* What to work on: Rewrite the lines running from the one containing "Please mark the hydraulic" through the last line, swapping "hydraulic hose" for "rubber hose" and leaving everything else unchanged.

Pointing dataset excerpts:

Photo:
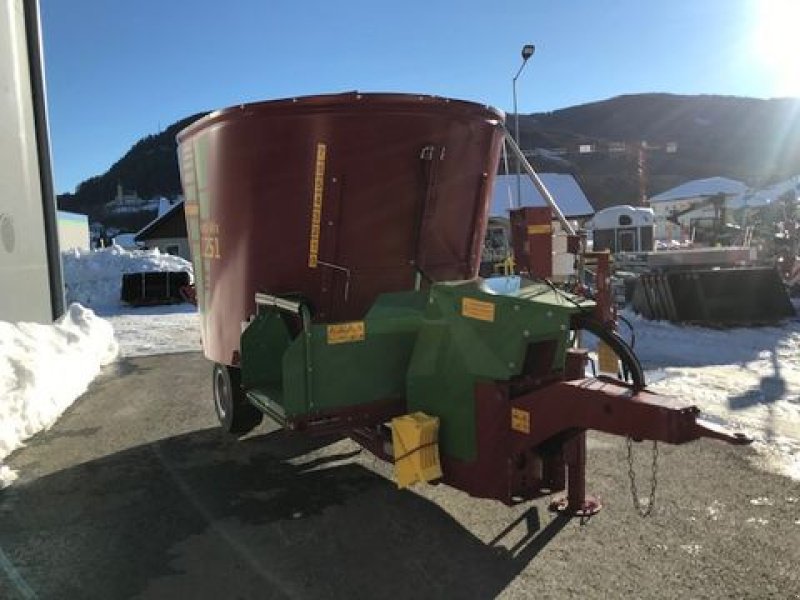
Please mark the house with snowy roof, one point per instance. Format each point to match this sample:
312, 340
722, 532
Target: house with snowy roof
691, 202
167, 232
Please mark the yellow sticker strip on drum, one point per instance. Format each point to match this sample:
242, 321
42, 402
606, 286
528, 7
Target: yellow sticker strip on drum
540, 229
520, 420
477, 309
316, 206
344, 333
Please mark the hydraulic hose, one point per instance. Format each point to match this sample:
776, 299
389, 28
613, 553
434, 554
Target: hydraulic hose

* Result:
Please mark the rubber hose, one point per instance. Format each point to match this sample:
776, 299
389, 28
613, 553
434, 554
Target: rubber hose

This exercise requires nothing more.